* The exercise
Carry over every line of the listing from the line containing "water listed here." through the end of the listing, changing only the coordinates by adding 107 to every number in them.

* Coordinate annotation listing
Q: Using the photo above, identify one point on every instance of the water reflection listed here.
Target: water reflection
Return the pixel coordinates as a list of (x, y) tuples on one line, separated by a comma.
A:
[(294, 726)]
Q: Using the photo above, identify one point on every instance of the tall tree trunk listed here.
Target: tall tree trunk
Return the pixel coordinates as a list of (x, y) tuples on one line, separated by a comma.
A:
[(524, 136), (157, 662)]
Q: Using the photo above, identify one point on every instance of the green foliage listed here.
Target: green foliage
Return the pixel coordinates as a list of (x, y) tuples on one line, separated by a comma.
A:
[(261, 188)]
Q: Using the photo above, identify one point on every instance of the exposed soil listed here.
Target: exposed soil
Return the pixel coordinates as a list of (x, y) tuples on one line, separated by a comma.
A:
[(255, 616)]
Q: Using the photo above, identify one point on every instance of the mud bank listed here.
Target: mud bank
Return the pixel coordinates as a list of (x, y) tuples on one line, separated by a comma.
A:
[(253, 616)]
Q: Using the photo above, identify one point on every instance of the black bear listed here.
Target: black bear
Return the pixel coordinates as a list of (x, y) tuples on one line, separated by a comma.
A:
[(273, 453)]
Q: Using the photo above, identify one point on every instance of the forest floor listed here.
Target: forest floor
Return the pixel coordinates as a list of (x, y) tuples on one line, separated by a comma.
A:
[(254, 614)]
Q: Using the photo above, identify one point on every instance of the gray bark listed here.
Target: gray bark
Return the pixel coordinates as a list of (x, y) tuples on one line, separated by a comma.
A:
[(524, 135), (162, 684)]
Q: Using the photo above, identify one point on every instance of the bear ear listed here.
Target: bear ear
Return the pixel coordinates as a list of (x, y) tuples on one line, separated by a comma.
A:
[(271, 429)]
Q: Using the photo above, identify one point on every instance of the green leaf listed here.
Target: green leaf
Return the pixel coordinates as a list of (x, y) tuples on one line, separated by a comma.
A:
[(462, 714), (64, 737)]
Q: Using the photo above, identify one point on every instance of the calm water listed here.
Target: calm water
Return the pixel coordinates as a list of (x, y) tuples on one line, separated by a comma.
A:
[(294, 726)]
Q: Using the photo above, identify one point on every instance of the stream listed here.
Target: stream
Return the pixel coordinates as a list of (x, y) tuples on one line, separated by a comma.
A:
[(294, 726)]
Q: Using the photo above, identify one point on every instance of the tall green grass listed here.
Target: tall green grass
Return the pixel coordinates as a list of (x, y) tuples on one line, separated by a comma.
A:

* Output
Q: Using the photo above, identify one point on every instance of the calm water listed here.
Target: calm water
Return the pixel coordinates as a list of (x, y) tuples on one line, separated by a comma.
A:
[(401, 833)]
Q: Using the photo above, identify one point on every instance of the stream listed here.
Target: stream
Return the pixel coordinates as a list of (x, y) tuples on one line, separated by a comma.
A:
[(401, 833)]
Q: Using the photo above, identify one point on every instance of the tall green grass listed here.
Target: tall green grass
Return the pixel coordinates as a list of (x, y) tuples on one line, separated by a comma.
A:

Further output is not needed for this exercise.